Extracted data entries:
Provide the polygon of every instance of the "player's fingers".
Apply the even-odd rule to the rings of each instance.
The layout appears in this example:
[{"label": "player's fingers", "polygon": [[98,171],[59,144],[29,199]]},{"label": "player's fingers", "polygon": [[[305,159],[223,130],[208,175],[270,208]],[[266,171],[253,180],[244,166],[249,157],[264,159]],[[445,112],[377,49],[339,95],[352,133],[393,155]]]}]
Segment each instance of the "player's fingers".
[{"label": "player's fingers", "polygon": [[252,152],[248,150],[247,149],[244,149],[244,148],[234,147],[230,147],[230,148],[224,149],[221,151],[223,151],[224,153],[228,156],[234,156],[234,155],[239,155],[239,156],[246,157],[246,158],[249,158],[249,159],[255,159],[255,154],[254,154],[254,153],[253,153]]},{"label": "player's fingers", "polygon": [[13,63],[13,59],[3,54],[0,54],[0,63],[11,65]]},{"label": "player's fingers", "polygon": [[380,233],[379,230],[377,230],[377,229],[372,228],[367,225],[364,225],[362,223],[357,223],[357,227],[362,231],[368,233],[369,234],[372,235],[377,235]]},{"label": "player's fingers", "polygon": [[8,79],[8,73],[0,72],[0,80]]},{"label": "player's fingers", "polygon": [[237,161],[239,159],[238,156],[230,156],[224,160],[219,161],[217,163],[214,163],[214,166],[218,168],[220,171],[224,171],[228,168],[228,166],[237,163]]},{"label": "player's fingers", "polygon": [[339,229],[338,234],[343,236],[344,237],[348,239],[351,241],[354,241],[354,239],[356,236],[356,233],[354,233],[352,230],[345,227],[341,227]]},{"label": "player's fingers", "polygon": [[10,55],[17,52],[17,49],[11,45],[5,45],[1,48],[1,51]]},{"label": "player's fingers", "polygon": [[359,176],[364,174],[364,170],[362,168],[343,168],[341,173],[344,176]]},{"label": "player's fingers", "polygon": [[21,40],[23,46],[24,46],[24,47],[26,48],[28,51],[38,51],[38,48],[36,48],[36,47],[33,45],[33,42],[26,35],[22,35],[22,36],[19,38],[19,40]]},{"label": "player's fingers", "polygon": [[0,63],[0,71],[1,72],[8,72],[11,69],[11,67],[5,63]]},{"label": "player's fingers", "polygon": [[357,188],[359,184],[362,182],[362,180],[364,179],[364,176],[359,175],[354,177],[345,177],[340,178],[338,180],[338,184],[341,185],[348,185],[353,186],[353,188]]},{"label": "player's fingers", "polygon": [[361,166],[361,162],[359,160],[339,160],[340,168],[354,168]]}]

» Your objective: Repeat each of the lines above word for word, without changing anything.

» Answer to the exercise:
Provide the polygon of every instance of the "player's fingers".
Apply the even-odd rule to the rings of each instance.
The layout appears in this example:
[{"label": "player's fingers", "polygon": [[98,171],[59,144],[29,199]]},{"label": "player's fingers", "polygon": [[[305,159],[223,130],[208,175],[270,208]],[[266,171],[253,180],[244,166],[249,157],[264,159]],[[445,112],[377,49],[339,95],[352,133],[393,155]]]}]
Segment each instance of the "player's fingers".
[{"label": "player's fingers", "polygon": [[252,152],[248,150],[247,149],[244,149],[244,148],[234,147],[230,147],[230,148],[224,149],[221,151],[223,151],[224,153],[228,156],[234,156],[234,155],[239,155],[239,156],[246,157],[246,158],[249,158],[249,159],[255,159],[255,154],[254,154],[254,153],[253,153]]},{"label": "player's fingers", "polygon": [[13,63],[13,59],[3,54],[0,54],[0,63],[11,65]]},{"label": "player's fingers", "polygon": [[380,233],[379,230],[377,230],[377,229],[372,228],[367,225],[364,225],[362,223],[357,223],[357,227],[362,231],[368,233],[369,234],[372,235],[377,235]]},{"label": "player's fingers", "polygon": [[8,79],[8,73],[0,72],[0,80]]},{"label": "player's fingers", "polygon": [[237,161],[239,159],[238,156],[230,156],[224,160],[219,161],[217,163],[214,163],[214,166],[218,168],[220,171],[224,171],[228,168],[228,166],[237,163]]},{"label": "player's fingers", "polygon": [[339,229],[338,234],[343,236],[344,237],[348,239],[351,241],[354,241],[354,239],[356,236],[356,233],[354,233],[352,230],[345,227],[341,227]]},{"label": "player's fingers", "polygon": [[10,55],[17,52],[17,49],[11,45],[5,45],[1,48],[1,51]]},{"label": "player's fingers", "polygon": [[359,176],[364,174],[364,170],[362,168],[343,168],[341,173],[344,176]]},{"label": "player's fingers", "polygon": [[21,40],[23,46],[24,46],[24,47],[26,48],[28,51],[38,51],[38,48],[36,48],[36,47],[33,45],[33,42],[26,35],[22,35],[22,36],[19,38],[19,40]]},{"label": "player's fingers", "polygon": [[0,63],[0,71],[1,72],[8,72],[11,69],[11,67],[5,63]]},{"label": "player's fingers", "polygon": [[357,188],[359,184],[362,182],[362,180],[364,179],[364,176],[359,175],[354,177],[345,177],[340,178],[338,180],[338,184],[341,185],[348,185],[353,186],[353,188]]},{"label": "player's fingers", "polygon": [[361,166],[361,162],[359,160],[339,160],[340,168],[354,168]]}]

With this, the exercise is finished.